- **AIM OF THE EXERCISE**:
In the account of Bangladeshi workers in Iraq, what monthly pay do those collecting trash in Kirkuk receive?

“The first time I heard an explosion I cried, I thought that one day I will die, but if I go home, seven people will die.” Mohammed Jaman, young Bangladeshi worker in Kirkuk.


Before the war against ISIL began, huge numbers of Bangladeshis were coming to Iraq for work. Companies from Bangladesh charge anywhere from $2000 to $6000 to fly them to Iraq and find them a job. Before landing the company promises a monthly salary of $600: once work begins, they find the reality is a mere $200 per month. Workers are unable to quit because the money is not what was promised, as the hiring company holds their passport. In Kirkuk, northern Iraq, many find work collecting trash. They live in large compounds and work up to 13 hours a day, 7 days a week for $400 per month.


 “I do miss my family but there is nothing I can do, I must make money to help them,” Abdullah Mohammed says, suppressing tears. His story involves four months incarceration as he attempted to leave Iraq for Iran, before managing to enter the autonomous Kurdistan region of Iraq, where he risked arrest because his passport had been lost during his spell in prison. Eventually he paid $600 to be smuggled to Kirkuk.

[Records drawn from a dataset]

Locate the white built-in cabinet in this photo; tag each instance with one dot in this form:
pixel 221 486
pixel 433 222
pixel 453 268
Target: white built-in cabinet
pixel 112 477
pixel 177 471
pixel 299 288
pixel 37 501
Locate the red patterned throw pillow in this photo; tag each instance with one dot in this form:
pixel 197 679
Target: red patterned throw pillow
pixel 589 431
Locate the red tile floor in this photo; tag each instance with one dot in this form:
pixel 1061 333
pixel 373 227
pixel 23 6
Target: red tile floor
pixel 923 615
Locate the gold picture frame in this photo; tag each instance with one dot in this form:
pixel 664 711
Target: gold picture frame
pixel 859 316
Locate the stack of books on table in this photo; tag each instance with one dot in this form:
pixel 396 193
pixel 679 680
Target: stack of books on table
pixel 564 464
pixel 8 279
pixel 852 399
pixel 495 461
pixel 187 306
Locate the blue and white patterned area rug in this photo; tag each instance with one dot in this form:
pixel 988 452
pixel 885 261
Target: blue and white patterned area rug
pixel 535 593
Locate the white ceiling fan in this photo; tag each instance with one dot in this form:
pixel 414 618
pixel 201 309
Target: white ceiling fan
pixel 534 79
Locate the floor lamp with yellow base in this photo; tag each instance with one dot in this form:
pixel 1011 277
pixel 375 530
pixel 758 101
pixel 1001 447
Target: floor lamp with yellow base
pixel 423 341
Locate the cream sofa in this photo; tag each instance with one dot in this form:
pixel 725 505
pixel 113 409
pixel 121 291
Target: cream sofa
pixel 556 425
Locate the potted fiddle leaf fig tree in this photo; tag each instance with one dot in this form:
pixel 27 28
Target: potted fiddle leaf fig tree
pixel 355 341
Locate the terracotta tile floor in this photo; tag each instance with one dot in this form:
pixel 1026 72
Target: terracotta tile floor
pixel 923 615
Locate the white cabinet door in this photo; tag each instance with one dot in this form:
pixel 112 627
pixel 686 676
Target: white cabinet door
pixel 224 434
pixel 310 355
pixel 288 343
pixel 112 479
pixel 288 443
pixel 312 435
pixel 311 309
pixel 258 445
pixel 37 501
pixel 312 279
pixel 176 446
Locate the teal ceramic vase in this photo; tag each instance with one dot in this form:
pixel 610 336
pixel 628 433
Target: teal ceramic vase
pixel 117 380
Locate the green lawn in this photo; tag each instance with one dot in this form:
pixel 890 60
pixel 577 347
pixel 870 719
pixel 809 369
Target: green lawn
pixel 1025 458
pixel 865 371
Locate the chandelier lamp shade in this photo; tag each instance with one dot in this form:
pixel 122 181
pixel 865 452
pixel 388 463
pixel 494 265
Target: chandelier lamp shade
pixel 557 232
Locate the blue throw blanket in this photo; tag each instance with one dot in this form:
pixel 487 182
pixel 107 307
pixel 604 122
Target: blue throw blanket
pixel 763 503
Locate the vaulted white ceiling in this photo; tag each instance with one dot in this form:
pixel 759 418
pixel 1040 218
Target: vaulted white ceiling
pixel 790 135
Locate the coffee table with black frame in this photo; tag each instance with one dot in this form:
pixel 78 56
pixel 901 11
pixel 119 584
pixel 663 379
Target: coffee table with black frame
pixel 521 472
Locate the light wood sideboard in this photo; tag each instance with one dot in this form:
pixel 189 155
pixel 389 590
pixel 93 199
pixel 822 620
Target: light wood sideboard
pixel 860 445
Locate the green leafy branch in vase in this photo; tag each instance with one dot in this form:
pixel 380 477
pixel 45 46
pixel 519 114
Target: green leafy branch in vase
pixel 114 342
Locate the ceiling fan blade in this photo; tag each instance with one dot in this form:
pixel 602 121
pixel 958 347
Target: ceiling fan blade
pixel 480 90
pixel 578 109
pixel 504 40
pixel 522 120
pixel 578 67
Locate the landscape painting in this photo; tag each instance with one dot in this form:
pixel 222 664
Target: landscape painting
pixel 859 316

- **YOUR SOLUTION**:
$400 per month.